-- WHAT TO PRODUCE --
In the passage on nuclear power costs below, how much was the Florida reactor announced by Progress Energy estimated to cost by 2010?

-- SELECTED PASSAGE --
-- BEGIN --
The industry began trumpeting the “nuclear renaissance” in 2003. Yet, not one nuclear unit has been built in the United States. The average price for one reactor increased from an estimated $3 billion in 2002 to $10 billion in 2010 – not including the inevitable cost overruns that have plagued nuclear power construction since the beginning.

In 2009 Citigroup Global Markets wrote: “Three of the risks faced by (nuclear plant) developers – construction, power price and operational – are so large and variable that individually they could bring even the largest utility to its knees.” This analysis is playing itself out now.

In Florida, Progress Energy announced in 2006 that a reactor would cost $6 billion in 2006. By 2010 it was estimated to be over $22 billion.

The price of the French nuclear power plant project in Olkiluoto, Finland has doubled and faces a costly four-year delay. Duke Energy has petitioned the North Carolina public utility commission for rate recovery of over $400 million just to design two nuclear plants. Duke, in North Carolina, and AEP, in Indiana, are pushing legislation to further shift design, construction and operational costs of nuclear plants to ratepayers.

In the meantime, the chronic and seemingly intractable problems for nuclear power continue. In December of 2009, Mark Cooper, a nuclear expert, said that 90 percent of the plants applied for at the Nuclear Regulatory Commission had been cancelled or faced delays.
-- END --
-- DATASET SECTION --
-- BEGIN --
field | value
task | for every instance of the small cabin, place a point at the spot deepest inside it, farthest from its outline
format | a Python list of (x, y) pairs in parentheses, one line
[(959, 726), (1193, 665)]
-- END --
-- SOLUTION TO THE PROBLEM --
Over $22 billion.